WHAT IS EXPECTED:
Pick up the conversation about overcompensation after its final line and carry it forward in the same casual back-and-forth.
Begin SOURCE EXTRACT
So I'm going to overcompensate with.
Is overcompensation the key to success?
Yes.
That's a good question.
I really wonder.
Because if you go.
Like, I think the overcompensation.
And then also there's something where most successful people just don't see anything wrong with the way they navigate life.
Like they don't second guess themselves.
It's like, it's like, no, I'm, I, I focus like a stallion wearing that fucking thing.
Yeah, yeah, yeah, yeah.
It's like, I see that characteristics with a lot of, you know, is that overcompensation?
No, I think it's the combination of those two things.
So if you have like, maybe not necessarily overcompensation, it could also just be like a crazy amount of confidence.
And then also what you don't have that thing that most people have that makes them doubt themselves.
Right.
I really wonder if what we call perfectionism or whatever it is is a version of overcompensation.
Like, I wonder if when we're cutting a clip and we're like shaving every word down and like changing, oh, this line needs this and this line needs that.
Instead of like, I want it to be perfect, it's, I don't want people to think a way about me that I think about myself.
Yeah.
I talked to my cousin once who's this.
Does that make sense?
Yeah.
I talked to my cousin who's a psychiatrist.
Yeah.
And I was like, yeah, yeah.
And I was like, so is our girl?
You dying?
She's dying.
Let her die.
Let her die.
She's all good.
Go on.
Is our entire personality just defense mechanisms?
End SOURCE EXTRACT
Begin MATERIAL PROVIDED
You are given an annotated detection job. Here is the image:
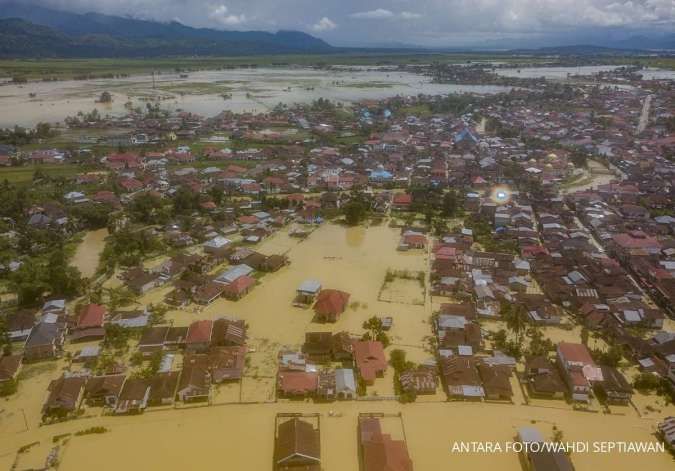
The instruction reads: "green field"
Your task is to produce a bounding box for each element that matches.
[0,164,85,183]
[0,52,675,80]
[0,53,564,80]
End MATERIAL PROVIDED
THE RESPONSE:
And he's like, yeah, basically.
You navigate the world because you don't want to get made fun of for these things you're insecure about.
And that forms pretty much your entire personality.
My God, dudes.
I think this dog is legit dying.
Pass me the dog, yo.
What if the dog dies on the podcast?
I mean, that'd be kind of fire.
You know what I mean?
Let me see this thing.
Yeah, I wonder.
I really wonder, man.
I wonder if that's the key.
I wonder if it's hard to be successful at all if you're not, if you're not carrying some sort of insecurity.
Because if you felt completely satisfied with everything about yourself, we wouldn't do this.
You wouldn't put out work for people to judge.
Nope.
Like all these, like, that's why you got to be a little skeptical of all these like Instagram gurus.
You know, motherfuckers like telling you what to do and get up in the morning, do 20 push-ups or take the day on or whatever.
It's like, if you felt 100% satisfied in you, you wouldn't be doing this.
And you know why they might be the most insecure?
Because they're doing something that everybody's going to validate.
Everybody's going to double tap that heart.
Everybody's going to leave a positive comment.
I'm sure there's insecurity that drives us doing shit that people aren't going to like also.
But like, I feel like it almost takes more insecurity to say, hey, look, here's a really positive thing.
Everybody like this for me.
Everybody double tap.
Because you're not getting any negative criticism.
Nobody's like, yo, fuck you.
Yeah.
Piece of shit trying to get it.
She's the day.
Yeah.
Pussy.
Yeah.
It is interesting.
Or maybe those people are also the most empty and they found a way to fill the emptiness with some like positive shit in their life.
Like maybe that Tony Robbins guy, maybe I think he did come from like a really kind of fucked up family.
I think he had like some weird relationship with his mom and shit.
Like it was fucked up stuff.
And then he found happiness through all these exercises.
So he's like, yo, let me share this with these motherfuckers.
I get filled because I get to make these people feel good.
So selfishly, it works for me.
But, oh, fuck, it also works for these people.
They, you know, save lives.
Like, he probably legit have saved mad lives.
That dude.
Right.
So maybe that's all you need to do.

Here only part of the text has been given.